■ TASK DIRECTIONS: Copy, word for word, the lines below from the one containing "Query: ceiling light fixture" up to and including the one containing "Category: the white background", with pictures left out.

■ RECORD SET:
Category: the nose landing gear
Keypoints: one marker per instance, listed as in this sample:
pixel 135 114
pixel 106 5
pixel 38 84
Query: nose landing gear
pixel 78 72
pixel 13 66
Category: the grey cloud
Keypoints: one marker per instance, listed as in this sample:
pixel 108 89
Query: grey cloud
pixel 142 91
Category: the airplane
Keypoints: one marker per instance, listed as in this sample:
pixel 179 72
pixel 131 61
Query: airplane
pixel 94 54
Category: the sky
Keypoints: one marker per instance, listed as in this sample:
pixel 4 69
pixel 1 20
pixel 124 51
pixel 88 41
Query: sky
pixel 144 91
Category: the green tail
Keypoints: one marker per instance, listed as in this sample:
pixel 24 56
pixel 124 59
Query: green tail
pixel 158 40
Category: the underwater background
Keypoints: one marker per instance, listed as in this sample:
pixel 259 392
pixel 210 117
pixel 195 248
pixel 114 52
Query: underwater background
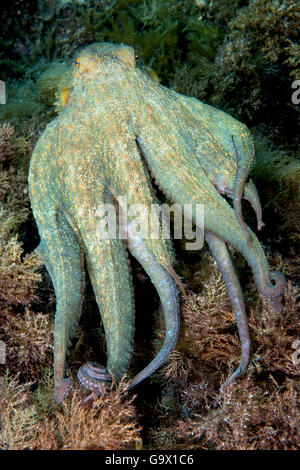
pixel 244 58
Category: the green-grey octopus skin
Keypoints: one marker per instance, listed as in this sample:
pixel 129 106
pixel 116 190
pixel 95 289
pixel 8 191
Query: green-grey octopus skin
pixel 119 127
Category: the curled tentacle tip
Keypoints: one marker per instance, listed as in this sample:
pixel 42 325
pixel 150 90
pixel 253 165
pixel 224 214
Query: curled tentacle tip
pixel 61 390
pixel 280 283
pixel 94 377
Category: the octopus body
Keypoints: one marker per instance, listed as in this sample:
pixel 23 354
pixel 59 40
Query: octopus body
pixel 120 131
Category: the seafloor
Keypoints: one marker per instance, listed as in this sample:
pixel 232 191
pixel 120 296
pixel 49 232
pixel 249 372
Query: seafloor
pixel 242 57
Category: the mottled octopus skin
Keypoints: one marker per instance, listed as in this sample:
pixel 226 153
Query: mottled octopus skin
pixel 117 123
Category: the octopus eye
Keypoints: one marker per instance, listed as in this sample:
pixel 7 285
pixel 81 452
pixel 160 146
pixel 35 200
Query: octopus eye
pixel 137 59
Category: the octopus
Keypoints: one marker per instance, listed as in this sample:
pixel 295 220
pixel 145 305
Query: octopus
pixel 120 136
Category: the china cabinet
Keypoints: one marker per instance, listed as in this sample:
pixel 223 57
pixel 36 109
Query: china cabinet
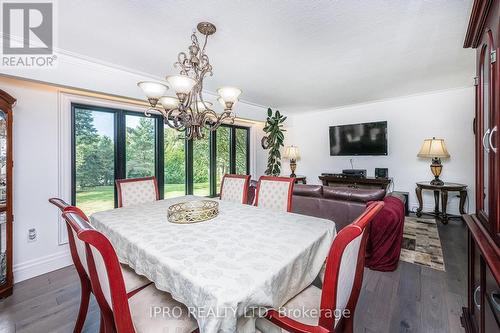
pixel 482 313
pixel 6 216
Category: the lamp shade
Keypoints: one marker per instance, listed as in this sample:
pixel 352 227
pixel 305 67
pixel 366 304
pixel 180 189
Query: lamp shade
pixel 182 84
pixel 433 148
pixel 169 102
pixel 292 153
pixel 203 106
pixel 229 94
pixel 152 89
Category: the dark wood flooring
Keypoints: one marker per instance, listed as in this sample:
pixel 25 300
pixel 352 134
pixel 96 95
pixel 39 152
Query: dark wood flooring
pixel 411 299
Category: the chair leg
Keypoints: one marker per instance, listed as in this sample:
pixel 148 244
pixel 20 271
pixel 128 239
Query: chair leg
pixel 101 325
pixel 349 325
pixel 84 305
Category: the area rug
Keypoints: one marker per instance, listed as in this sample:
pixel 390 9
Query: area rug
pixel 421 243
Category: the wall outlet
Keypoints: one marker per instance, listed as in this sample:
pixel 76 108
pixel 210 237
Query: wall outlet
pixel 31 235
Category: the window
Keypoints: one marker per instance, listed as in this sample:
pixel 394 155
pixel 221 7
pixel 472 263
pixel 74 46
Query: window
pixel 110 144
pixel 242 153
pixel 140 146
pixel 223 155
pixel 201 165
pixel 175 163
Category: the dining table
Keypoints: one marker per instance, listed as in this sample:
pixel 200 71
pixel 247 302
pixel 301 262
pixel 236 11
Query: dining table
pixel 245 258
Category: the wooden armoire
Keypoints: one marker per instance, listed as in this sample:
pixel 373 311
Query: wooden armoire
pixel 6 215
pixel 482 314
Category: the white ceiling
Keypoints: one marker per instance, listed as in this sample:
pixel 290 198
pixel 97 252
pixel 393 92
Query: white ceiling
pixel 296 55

--

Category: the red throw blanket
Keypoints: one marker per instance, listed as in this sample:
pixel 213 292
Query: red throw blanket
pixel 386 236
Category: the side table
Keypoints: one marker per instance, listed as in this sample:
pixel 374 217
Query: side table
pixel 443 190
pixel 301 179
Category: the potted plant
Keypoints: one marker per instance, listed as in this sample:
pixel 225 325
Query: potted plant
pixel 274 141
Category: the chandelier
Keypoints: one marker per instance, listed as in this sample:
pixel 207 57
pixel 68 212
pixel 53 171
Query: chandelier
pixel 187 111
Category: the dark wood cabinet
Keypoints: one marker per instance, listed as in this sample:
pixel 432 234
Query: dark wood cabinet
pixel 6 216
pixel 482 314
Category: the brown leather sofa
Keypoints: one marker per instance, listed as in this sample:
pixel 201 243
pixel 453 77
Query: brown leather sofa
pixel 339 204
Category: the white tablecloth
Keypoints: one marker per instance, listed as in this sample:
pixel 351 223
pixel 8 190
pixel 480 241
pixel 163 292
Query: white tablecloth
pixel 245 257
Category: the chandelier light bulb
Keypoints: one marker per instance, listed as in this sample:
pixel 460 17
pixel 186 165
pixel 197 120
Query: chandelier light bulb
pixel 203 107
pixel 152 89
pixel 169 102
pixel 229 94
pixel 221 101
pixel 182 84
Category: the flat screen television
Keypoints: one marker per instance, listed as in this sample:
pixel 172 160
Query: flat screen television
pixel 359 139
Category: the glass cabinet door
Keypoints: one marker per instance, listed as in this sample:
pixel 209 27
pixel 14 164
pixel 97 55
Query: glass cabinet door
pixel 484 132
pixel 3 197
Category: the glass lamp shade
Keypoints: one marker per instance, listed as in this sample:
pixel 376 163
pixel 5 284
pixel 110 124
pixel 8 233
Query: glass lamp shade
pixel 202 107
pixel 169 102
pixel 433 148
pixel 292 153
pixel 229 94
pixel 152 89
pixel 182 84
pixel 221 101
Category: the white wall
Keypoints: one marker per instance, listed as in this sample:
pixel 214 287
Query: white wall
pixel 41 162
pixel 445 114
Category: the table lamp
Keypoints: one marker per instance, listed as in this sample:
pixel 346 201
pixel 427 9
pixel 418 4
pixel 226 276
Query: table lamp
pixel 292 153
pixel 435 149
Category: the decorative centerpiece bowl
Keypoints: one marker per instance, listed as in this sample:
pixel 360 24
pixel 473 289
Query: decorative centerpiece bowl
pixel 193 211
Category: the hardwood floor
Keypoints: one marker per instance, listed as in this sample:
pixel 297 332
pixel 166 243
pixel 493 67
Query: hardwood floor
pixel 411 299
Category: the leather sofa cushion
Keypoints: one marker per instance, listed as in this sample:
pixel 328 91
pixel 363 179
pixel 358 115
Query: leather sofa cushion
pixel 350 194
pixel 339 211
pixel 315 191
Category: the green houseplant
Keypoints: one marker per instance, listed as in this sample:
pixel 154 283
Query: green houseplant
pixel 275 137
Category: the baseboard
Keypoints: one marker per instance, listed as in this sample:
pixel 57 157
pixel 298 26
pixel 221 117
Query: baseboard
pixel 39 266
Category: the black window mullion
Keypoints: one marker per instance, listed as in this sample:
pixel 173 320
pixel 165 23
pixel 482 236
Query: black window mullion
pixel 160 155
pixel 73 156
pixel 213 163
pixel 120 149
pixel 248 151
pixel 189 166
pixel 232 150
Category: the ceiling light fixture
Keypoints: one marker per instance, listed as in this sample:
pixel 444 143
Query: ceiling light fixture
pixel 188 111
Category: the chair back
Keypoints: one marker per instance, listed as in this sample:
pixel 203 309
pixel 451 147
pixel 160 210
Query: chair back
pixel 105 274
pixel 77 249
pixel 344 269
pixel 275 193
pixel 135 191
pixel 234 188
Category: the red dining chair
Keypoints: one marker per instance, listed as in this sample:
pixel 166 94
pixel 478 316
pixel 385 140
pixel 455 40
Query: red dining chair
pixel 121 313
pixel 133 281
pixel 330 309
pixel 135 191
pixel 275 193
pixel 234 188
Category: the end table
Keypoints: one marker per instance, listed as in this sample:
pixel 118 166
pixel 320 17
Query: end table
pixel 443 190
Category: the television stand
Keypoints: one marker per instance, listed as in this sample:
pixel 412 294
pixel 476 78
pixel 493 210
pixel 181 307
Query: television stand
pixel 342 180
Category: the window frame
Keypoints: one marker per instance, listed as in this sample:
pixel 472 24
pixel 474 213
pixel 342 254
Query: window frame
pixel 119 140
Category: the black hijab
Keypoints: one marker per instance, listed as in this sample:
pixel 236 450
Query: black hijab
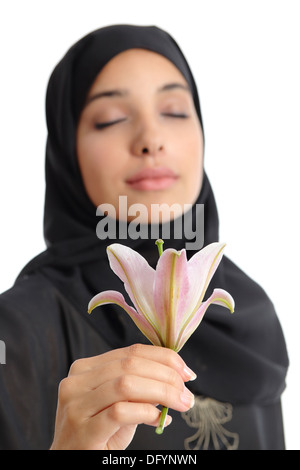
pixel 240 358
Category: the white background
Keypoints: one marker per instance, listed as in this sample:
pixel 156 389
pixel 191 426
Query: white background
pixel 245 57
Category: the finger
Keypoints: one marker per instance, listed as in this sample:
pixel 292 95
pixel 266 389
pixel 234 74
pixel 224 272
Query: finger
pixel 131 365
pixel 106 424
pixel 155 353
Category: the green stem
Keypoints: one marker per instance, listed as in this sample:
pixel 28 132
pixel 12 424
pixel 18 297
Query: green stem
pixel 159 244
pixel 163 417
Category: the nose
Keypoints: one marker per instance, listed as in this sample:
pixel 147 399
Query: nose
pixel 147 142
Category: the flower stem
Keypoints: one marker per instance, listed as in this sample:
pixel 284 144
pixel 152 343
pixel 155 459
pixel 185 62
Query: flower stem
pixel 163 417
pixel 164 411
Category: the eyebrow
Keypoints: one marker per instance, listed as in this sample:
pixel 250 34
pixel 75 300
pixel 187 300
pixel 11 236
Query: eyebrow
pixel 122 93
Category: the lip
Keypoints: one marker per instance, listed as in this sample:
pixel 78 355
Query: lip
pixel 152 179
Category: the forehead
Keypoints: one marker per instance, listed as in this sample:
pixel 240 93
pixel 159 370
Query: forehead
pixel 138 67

■ THE ANSWER:
Query: ceiling light fixture
pixel 188 111
Category: the chair back
Keypoints: one marker per instance, listed as in this sample:
pixel 203 309
pixel 451 147
pixel 160 210
Query: chair back
pixel 105 274
pixel 77 249
pixel 344 269
pixel 275 193
pixel 135 191
pixel 234 188
Category: the red dining chair
Keypoints: one marker per instance, listed as in this sample:
pixel 166 94
pixel 478 316
pixel 385 140
pixel 455 40
Query: red dining chair
pixel 121 313
pixel 133 281
pixel 330 309
pixel 135 191
pixel 275 193
pixel 234 188
Category: the end table
Keypoints: one marker per instance, listed as in this sample:
pixel 118 166
pixel 320 17
Query: end table
pixel 443 190
Category: the television stand
Keypoints: one marker per instance, listed as in this sample:
pixel 412 294
pixel 476 78
pixel 493 210
pixel 181 307
Query: television stand
pixel 342 180
Category: the window frame
Keypoints: one marker per instance, listed as in this sample:
pixel 472 24
pixel 474 213
pixel 342 254
Query: window frame
pixel 119 140
Category: the black hijab
Keypoints: one marker per instance, listed as in this sample:
pixel 236 450
Query: black hijab
pixel 240 358
Category: the white background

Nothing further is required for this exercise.